* **REQUIRED TASK**
Reproduce the listing below word for word, from its start through the line that contains "169 143 L 90", with both ends included.

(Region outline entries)
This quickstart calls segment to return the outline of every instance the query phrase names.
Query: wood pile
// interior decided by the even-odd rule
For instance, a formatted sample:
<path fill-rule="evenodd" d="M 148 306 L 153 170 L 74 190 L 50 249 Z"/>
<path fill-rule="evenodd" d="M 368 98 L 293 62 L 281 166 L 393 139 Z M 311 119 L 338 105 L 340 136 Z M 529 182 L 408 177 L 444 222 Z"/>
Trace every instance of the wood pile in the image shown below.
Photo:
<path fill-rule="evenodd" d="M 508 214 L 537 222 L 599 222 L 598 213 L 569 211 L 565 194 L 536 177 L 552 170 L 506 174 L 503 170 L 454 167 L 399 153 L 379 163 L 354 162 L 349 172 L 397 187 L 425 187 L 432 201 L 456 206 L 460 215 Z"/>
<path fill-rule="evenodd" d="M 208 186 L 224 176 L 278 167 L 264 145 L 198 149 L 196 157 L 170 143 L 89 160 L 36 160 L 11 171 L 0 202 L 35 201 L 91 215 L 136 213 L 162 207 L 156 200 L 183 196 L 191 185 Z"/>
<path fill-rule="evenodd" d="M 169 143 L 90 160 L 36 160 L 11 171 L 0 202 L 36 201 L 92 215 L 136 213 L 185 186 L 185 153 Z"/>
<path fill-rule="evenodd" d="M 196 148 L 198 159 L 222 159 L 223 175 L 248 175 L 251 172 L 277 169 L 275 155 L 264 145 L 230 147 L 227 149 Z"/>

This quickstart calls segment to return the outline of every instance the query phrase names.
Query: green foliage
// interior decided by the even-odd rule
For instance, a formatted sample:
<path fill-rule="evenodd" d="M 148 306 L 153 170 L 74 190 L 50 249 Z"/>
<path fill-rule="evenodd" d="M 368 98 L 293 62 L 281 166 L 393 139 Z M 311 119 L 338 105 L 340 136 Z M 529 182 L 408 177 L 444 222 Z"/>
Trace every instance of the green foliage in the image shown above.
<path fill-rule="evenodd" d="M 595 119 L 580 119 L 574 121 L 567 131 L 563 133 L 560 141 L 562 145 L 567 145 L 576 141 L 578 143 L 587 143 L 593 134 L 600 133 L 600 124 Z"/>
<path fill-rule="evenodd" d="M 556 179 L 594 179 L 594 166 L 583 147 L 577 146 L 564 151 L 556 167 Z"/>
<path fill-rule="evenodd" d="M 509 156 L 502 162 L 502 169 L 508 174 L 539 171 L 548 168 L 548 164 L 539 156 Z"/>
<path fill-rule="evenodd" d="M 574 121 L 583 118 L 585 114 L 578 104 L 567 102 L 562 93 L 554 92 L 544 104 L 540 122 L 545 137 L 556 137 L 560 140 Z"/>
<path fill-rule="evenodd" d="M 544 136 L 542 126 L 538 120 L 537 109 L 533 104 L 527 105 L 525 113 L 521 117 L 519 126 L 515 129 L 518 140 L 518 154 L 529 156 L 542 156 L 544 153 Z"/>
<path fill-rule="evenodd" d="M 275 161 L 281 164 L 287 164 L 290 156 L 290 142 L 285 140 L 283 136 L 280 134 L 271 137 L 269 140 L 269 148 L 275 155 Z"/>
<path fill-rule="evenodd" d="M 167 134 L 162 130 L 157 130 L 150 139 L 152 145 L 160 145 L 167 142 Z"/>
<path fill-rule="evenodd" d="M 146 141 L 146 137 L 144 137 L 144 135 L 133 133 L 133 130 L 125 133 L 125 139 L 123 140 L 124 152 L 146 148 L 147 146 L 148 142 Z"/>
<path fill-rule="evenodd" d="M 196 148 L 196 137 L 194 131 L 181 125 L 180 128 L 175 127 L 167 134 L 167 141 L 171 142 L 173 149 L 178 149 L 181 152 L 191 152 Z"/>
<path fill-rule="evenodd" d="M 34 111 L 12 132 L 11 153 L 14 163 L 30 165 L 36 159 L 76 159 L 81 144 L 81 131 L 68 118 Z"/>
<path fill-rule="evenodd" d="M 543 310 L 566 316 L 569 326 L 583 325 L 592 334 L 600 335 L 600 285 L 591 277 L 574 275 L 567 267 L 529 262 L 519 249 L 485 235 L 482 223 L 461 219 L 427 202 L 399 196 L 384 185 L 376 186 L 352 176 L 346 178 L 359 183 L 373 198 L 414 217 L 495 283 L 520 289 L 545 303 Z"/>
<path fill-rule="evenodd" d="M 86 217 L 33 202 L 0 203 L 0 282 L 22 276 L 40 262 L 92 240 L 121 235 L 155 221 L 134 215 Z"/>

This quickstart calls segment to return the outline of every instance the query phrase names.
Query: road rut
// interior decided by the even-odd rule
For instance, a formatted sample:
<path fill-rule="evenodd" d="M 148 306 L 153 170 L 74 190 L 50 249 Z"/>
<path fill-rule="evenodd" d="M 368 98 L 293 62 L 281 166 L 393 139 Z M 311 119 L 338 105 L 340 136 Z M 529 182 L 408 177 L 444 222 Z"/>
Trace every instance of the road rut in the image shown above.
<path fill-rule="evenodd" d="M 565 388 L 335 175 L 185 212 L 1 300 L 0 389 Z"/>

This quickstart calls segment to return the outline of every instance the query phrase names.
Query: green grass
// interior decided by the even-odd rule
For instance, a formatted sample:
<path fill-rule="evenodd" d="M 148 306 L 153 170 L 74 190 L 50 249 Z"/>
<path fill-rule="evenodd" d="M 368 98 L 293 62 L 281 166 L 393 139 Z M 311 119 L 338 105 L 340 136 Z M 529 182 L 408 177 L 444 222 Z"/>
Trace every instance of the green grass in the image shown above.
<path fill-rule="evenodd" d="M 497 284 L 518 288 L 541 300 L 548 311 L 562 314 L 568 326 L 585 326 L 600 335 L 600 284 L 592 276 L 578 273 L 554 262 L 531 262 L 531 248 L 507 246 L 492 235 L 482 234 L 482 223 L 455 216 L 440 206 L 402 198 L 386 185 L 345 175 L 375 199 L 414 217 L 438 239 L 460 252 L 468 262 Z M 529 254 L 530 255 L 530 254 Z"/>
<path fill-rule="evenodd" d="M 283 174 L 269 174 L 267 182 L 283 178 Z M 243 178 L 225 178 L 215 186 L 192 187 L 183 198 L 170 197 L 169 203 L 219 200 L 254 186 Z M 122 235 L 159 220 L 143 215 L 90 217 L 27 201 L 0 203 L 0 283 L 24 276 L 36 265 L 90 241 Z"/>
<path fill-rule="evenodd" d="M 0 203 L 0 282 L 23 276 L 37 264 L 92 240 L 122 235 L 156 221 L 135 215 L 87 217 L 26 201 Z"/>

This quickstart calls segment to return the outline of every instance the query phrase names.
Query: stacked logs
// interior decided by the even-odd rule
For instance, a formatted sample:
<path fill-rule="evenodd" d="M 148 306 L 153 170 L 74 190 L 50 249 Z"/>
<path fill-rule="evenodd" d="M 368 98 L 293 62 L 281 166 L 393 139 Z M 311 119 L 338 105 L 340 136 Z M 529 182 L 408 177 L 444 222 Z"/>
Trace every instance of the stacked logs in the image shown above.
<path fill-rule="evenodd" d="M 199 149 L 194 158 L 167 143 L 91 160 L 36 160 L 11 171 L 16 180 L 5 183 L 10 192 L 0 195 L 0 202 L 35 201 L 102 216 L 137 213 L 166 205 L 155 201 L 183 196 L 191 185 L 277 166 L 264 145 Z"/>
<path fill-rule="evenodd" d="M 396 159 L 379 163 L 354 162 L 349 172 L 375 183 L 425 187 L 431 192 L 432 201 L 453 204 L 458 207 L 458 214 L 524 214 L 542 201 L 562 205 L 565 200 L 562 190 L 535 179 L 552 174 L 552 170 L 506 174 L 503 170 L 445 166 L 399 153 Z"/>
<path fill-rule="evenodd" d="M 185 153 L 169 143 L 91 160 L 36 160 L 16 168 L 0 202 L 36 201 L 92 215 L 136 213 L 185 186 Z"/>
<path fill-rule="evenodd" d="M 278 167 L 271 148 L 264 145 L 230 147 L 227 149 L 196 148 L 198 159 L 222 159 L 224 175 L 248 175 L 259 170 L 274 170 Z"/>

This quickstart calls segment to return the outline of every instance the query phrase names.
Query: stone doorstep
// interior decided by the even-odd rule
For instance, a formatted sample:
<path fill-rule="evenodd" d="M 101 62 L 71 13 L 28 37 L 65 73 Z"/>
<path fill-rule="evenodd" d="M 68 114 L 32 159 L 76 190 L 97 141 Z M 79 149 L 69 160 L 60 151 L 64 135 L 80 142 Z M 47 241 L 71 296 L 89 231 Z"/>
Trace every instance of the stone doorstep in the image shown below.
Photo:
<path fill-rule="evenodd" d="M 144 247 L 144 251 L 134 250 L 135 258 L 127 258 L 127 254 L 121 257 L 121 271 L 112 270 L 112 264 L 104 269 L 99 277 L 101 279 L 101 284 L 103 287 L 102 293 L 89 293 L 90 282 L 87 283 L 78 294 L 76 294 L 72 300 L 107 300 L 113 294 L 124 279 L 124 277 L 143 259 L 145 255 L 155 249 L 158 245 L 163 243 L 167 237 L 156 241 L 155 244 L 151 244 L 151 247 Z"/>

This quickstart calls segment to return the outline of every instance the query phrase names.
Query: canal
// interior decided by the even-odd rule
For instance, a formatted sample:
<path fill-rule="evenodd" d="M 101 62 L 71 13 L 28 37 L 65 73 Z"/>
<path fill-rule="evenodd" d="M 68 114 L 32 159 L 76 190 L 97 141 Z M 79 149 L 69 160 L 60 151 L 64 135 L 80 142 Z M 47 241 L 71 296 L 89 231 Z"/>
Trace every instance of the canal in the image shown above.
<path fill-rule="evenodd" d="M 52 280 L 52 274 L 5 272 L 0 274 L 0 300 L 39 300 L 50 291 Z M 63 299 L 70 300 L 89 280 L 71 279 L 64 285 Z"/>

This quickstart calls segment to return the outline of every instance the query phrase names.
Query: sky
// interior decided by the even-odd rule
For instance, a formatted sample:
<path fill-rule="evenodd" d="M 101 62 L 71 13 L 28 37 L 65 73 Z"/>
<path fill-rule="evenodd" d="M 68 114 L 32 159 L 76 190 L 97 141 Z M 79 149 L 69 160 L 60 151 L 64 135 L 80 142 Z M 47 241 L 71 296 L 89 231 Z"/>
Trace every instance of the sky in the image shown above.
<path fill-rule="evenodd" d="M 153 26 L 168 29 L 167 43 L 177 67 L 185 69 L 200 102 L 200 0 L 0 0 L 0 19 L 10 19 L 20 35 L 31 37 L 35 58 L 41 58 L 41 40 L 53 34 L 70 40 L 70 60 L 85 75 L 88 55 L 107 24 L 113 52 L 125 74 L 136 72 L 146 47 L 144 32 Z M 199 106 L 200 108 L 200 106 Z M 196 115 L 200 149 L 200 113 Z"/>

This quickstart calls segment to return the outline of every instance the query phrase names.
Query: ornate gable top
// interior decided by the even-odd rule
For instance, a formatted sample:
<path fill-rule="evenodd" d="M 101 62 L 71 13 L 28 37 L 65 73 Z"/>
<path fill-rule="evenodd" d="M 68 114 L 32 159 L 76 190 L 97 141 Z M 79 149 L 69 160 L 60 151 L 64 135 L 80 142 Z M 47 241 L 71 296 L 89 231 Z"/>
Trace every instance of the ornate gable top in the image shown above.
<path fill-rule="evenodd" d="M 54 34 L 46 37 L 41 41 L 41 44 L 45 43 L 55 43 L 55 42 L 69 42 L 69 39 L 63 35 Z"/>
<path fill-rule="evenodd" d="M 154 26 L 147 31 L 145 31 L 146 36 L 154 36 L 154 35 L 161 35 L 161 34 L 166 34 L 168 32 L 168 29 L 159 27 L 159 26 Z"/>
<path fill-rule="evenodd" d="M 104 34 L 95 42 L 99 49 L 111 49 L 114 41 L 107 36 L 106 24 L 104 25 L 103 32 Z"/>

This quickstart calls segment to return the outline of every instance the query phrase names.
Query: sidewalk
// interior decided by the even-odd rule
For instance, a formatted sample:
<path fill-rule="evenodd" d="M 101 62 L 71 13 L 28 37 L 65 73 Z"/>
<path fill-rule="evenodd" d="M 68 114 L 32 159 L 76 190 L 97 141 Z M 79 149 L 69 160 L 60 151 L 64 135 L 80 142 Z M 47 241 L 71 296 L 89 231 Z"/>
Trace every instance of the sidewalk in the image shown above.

* **ANSWER FOR THIS EXERCISE**
This quickstart calls segment to return the outline of every instance the query phrase names.
Query: wood pile
// interior decided by the even-odd rule
For instance, a formatted sample:
<path fill-rule="evenodd" d="M 148 306 L 153 170 L 74 190 L 50 249 Z"/>
<path fill-rule="evenodd" d="M 368 98 L 293 62 L 281 166 L 393 139 Z M 311 119 L 338 105 L 340 136 Z M 529 182 L 408 177 L 444 222 Z"/>
Trace every instance of the wood pile in the image shown below.
Photo:
<path fill-rule="evenodd" d="M 508 214 L 537 222 L 599 222 L 598 213 L 569 211 L 565 194 L 536 177 L 552 170 L 506 174 L 503 170 L 454 167 L 399 153 L 379 163 L 354 162 L 349 172 L 397 187 L 425 187 L 432 201 L 456 206 L 460 215 Z"/>
<path fill-rule="evenodd" d="M 208 186 L 224 176 L 278 167 L 264 145 L 198 149 L 196 157 L 170 143 L 89 160 L 36 160 L 11 171 L 0 202 L 35 201 L 91 215 L 136 213 L 162 207 L 156 200 L 183 196 L 191 185 Z"/>
<path fill-rule="evenodd" d="M 169 143 L 90 160 L 36 160 L 11 171 L 0 202 L 36 201 L 92 215 L 136 213 L 185 186 L 185 153 Z"/>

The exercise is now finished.